Provided text:
"""

Naked Wines – These are really cheap wines. What’s the catch?
“There’s no such thing as a free lunch.”
Okay, so the wines are pretty decent, perhaps even good. I’m guessing they’re sourced from surplus providers, or those who are desperate to get to market, but don’t have the means or scale. In comes Naked Wines as an intermediary, with a marketing machine (and app) to reach a mass market. In their words, they “fund winemakers up-front.” To some, this crowdfunding model (see How Crowdfunding Is Transforming The Wine Industry by Inc.) could be off-putting. Where possible why not, instead, support wineries direct? Yes, that’s a nice thought. In fact, that’s exactly what I try to do on occasion to supplement my TJ’s and Costco runs. Recently I ordered some wonderful Chardonnays direct from an under-the-radar winery in Livermore called Darcie Kent Vineyards. Still, I like variety, and going through something like Naked Wines does ultimately support the suppliers — after all, it’s their choice to work with Naked Wines.
Beyond that though the catch is: a subscription model.
Which is absolutely fine with me.
The idea is that you become a “Naked Wines Angel” and pay a subscription fee to receive monthly shipments. By today’s standard this is absolutely the norm. And convenient.
However, I wish Naked Wines would be more upfront about automatically adding you to the Angel program. If you don’t pay attention you’ll find yourself automatically billed $40 monthly going forward. I suspect there’s fine print somewhere during the order process that notifies the buyer that this will happen. If there was I missed the heads up. Thankfully, you can go into your account on the Naked Wines web site and cancel that subscription if you want. Or, you may want to keep the wine coming. After all, the experience is very good with wines that, at least in my experience so far, are worth it, and then some.
Note that Naked Wines is a publicly traded UK company (founded in 2008), with a location based in Napa, California.
Naked Wines – An app that enhances the experience
In short, the Naked Wines app is excellent and, again, surprised me. Here’s some screen shots from the iOS version:
Navigating across different wines is fun and intuitive. Dive in and you can learn how to age a particular wine (up to 5 years suggested for the Michaud), serve the wine (acid of a Riesling more pronounced when cooler), and, you guessed it, pair the wine with food (for the Michaud Riesling that would be spicy Asian or cheese and crackers or oysters — or all of the above!).

"""

Instructions to follow: According to the Naked Wines review, how much are customers automatically billed each month if they don't cancel the Angel subscription? None of the lines that come next are needed for this work.

Records:
"""

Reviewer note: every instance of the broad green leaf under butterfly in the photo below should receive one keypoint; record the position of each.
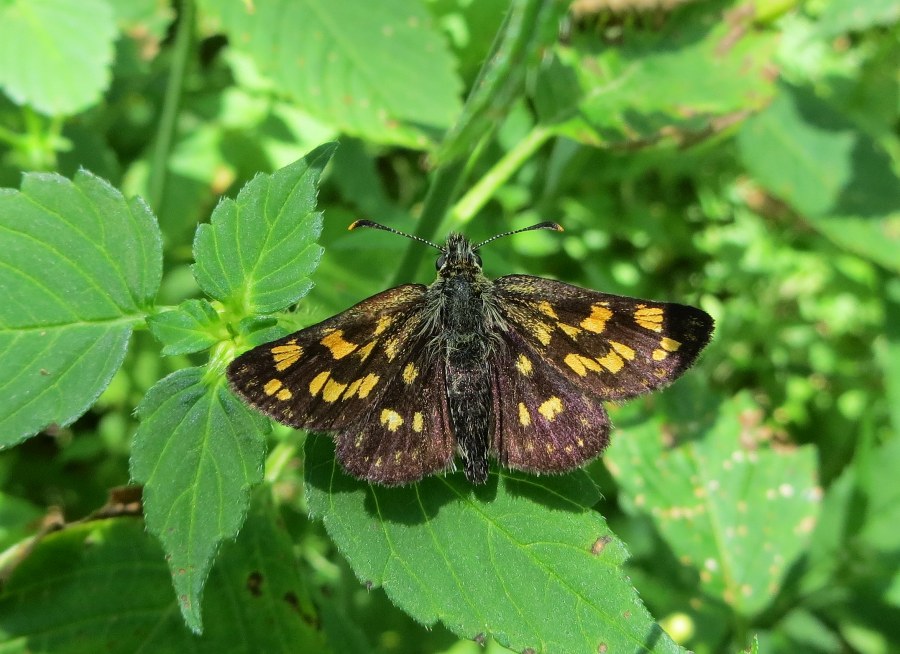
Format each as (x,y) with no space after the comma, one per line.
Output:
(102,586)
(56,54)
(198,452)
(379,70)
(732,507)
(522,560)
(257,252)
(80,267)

"""
"""

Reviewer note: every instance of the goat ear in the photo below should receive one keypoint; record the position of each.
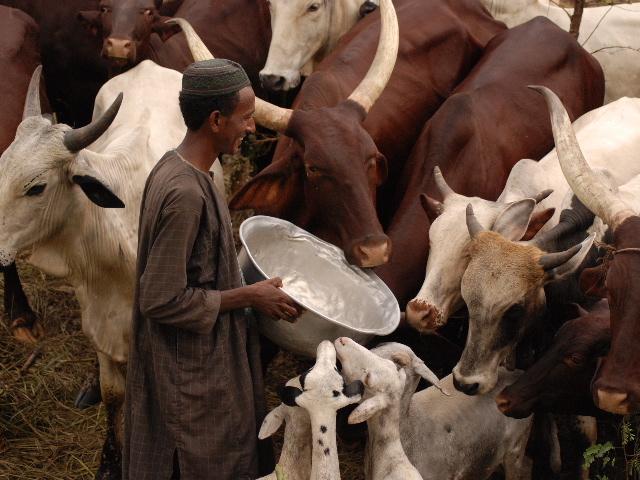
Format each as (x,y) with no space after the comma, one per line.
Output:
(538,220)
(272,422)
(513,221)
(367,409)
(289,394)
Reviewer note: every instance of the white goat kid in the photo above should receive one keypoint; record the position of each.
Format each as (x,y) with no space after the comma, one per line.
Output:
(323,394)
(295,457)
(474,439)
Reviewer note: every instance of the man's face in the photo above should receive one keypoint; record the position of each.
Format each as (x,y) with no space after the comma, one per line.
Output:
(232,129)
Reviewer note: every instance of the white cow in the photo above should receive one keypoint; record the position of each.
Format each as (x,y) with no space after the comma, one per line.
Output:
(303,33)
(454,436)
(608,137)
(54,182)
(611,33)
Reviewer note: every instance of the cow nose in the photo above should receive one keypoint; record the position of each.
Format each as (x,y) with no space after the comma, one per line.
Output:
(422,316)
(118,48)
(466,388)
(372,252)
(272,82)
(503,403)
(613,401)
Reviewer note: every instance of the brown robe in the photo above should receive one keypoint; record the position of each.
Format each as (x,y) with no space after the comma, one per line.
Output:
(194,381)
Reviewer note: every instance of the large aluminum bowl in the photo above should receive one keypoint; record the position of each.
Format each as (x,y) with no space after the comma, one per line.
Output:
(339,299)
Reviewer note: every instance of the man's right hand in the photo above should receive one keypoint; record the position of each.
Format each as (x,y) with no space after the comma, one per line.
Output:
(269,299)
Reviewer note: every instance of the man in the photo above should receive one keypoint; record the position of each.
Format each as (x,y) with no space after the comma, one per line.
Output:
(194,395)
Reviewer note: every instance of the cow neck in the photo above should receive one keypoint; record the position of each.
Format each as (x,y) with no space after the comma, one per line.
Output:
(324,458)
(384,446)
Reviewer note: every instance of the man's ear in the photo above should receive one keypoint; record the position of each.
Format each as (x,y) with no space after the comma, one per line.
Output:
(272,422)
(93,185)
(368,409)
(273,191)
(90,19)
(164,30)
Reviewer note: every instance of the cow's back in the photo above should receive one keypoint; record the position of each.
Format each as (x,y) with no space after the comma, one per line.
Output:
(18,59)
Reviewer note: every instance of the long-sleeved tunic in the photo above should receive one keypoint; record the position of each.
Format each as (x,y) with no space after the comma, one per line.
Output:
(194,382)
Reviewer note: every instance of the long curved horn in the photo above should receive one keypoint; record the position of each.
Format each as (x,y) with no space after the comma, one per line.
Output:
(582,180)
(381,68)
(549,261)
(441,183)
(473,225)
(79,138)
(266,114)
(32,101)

"""
"""

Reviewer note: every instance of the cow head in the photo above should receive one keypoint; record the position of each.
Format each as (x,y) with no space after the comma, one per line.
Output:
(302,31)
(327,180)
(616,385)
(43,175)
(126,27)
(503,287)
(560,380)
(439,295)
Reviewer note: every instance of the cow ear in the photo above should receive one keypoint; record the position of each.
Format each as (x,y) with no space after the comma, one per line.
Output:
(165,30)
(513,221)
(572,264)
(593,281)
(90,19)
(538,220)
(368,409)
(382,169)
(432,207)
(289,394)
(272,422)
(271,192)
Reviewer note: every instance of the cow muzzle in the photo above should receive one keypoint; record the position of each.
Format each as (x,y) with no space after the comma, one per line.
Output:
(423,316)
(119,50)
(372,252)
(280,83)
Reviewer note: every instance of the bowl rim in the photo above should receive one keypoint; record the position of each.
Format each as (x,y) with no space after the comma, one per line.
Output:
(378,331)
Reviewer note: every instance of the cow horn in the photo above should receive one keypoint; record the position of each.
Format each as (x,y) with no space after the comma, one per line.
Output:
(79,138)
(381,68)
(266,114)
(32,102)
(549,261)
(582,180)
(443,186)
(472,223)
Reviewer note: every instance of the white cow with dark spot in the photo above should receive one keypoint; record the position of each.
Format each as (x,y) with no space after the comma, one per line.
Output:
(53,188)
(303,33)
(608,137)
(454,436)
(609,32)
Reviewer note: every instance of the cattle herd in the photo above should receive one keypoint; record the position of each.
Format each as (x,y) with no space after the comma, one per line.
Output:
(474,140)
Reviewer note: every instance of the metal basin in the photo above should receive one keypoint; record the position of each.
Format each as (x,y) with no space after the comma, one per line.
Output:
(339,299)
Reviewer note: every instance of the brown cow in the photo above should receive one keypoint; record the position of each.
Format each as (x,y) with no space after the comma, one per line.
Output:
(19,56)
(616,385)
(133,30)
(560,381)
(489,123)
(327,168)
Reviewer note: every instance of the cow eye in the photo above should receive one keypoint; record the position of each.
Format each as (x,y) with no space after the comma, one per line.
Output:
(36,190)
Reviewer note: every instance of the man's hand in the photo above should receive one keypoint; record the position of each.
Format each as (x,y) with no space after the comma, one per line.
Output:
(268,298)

"""

Response: $40 a month.